WHAT TO WORK ON
This exercise calls for printing every record exactly once more.

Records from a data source
╔══

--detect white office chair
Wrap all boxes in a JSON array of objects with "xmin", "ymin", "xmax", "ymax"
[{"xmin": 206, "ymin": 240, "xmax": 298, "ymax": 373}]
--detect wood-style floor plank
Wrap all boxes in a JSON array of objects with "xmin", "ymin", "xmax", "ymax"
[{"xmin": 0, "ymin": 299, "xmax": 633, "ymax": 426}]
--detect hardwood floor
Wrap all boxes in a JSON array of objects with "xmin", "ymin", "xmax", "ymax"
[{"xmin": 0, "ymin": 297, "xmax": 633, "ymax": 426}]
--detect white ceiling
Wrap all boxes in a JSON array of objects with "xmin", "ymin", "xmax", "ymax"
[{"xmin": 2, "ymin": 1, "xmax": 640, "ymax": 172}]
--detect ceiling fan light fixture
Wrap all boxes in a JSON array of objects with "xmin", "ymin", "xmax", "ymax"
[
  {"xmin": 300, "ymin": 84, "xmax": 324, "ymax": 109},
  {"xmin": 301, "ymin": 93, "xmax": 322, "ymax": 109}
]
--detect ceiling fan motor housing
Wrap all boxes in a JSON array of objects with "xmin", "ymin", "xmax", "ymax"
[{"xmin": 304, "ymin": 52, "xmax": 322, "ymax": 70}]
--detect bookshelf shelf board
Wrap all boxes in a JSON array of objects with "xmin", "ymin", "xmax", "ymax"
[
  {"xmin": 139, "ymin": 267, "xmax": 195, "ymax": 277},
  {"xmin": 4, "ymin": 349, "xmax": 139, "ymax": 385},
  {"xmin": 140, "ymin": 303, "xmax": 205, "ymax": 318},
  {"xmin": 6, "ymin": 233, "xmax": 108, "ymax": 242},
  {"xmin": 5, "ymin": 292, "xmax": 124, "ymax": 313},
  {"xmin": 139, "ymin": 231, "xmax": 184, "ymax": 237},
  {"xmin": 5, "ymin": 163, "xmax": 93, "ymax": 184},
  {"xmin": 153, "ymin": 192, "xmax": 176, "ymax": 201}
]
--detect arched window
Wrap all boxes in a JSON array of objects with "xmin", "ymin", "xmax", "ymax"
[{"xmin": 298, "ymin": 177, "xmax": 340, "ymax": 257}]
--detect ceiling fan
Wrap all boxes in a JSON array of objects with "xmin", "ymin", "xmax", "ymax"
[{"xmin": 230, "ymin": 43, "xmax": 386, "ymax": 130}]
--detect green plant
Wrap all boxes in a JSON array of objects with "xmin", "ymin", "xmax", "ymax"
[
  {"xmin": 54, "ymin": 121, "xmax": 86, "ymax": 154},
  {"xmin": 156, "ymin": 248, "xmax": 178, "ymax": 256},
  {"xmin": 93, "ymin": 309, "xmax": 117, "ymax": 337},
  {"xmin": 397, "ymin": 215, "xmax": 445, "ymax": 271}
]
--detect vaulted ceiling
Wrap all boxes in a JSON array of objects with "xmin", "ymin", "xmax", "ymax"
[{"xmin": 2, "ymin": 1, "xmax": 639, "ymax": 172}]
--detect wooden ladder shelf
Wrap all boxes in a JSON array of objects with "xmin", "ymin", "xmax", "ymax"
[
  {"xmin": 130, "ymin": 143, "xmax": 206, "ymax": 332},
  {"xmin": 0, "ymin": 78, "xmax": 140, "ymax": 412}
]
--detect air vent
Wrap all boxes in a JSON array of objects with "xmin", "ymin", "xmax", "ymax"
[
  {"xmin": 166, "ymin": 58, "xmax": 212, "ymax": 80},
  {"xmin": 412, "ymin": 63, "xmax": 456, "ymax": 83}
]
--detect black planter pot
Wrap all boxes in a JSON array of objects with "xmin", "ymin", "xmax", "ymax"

╚══

REPLY TO THE EXERCISE
--detect white office chair
Wrap all boxes in a JSON array of objects with "xmin", "ymin", "xmax", "ymax"
[{"xmin": 206, "ymin": 240, "xmax": 298, "ymax": 373}]
--detect wood-style floor plank
Wrap all boxes in a JSON array of objects with "xmin", "ymin", "xmax", "ymax"
[{"xmin": 0, "ymin": 299, "xmax": 633, "ymax": 426}]
--detect hardwood floor
Wrap all boxes in a JSON array of objects with "xmin", "ymin", "xmax", "ymax"
[{"xmin": 0, "ymin": 297, "xmax": 633, "ymax": 426}]
--detect white ceiling
Wrap all boxes in a JSON array of objects with "xmin", "ymin", "xmax", "ymax"
[{"xmin": 2, "ymin": 1, "xmax": 640, "ymax": 172}]
--detect ceiling fan light fixture
Wrap all boxes in a JSON array of objects with "xmin", "ymin", "xmax", "ymax"
[
  {"xmin": 300, "ymin": 84, "xmax": 324, "ymax": 109},
  {"xmin": 301, "ymin": 93, "xmax": 322, "ymax": 109}
]
--detect ceiling fan motor housing
Wrap all boxes in a JSON array of objects with "xmin", "ymin", "xmax", "ymax"
[{"xmin": 304, "ymin": 52, "xmax": 322, "ymax": 70}]
--detect bookshelf shelf board
Wrap all boxes in a JSON array of objects with "xmin", "ymin", "xmax", "ymax"
[
  {"xmin": 139, "ymin": 267, "xmax": 195, "ymax": 277},
  {"xmin": 4, "ymin": 349, "xmax": 139, "ymax": 385},
  {"xmin": 140, "ymin": 303, "xmax": 205, "ymax": 318},
  {"xmin": 6, "ymin": 233, "xmax": 108, "ymax": 242},
  {"xmin": 5, "ymin": 292, "xmax": 124, "ymax": 313},
  {"xmin": 139, "ymin": 231, "xmax": 184, "ymax": 237},
  {"xmin": 5, "ymin": 163, "xmax": 93, "ymax": 184},
  {"xmin": 153, "ymin": 192, "xmax": 176, "ymax": 201}
]
--detect arched window
Wrap all boxes in a JSON array of objects with "xmin", "ymin", "xmax", "ymax"
[{"xmin": 298, "ymin": 177, "xmax": 340, "ymax": 257}]
--detect ceiling fan
Wrap all boxes in a JSON array of objects with "xmin", "ymin", "xmax", "ymax"
[{"xmin": 230, "ymin": 43, "xmax": 386, "ymax": 130}]
--detect green plant
Wrap all boxes in a JSON array of objects with "xmin", "ymin", "xmax", "ymax"
[
  {"xmin": 54, "ymin": 121, "xmax": 86, "ymax": 154},
  {"xmin": 156, "ymin": 248, "xmax": 178, "ymax": 256},
  {"xmin": 93, "ymin": 309, "xmax": 117, "ymax": 337},
  {"xmin": 397, "ymin": 215, "xmax": 445, "ymax": 271}
]
--detect vaulted ceiling
Wrap all boxes in a JSON array of objects with "xmin", "ymin", "xmax", "ymax"
[{"xmin": 2, "ymin": 1, "xmax": 639, "ymax": 172}]
--detect wooden ladder shelf
Wrap all boxes in a JSON array of objects with "xmin", "ymin", "xmax", "ymax"
[
  {"xmin": 130, "ymin": 143, "xmax": 206, "ymax": 332},
  {"xmin": 0, "ymin": 78, "xmax": 140, "ymax": 412}
]
--detect air vent
Wrap all boxes in a JSON array of objects with "xmin", "ymin", "xmax", "ymax"
[
  {"xmin": 166, "ymin": 58, "xmax": 212, "ymax": 80},
  {"xmin": 412, "ymin": 63, "xmax": 456, "ymax": 83}
]
--detect black planter pot
Wrap all boxes in a JSON array of objects with "xmin", "ymin", "xmax", "ymax"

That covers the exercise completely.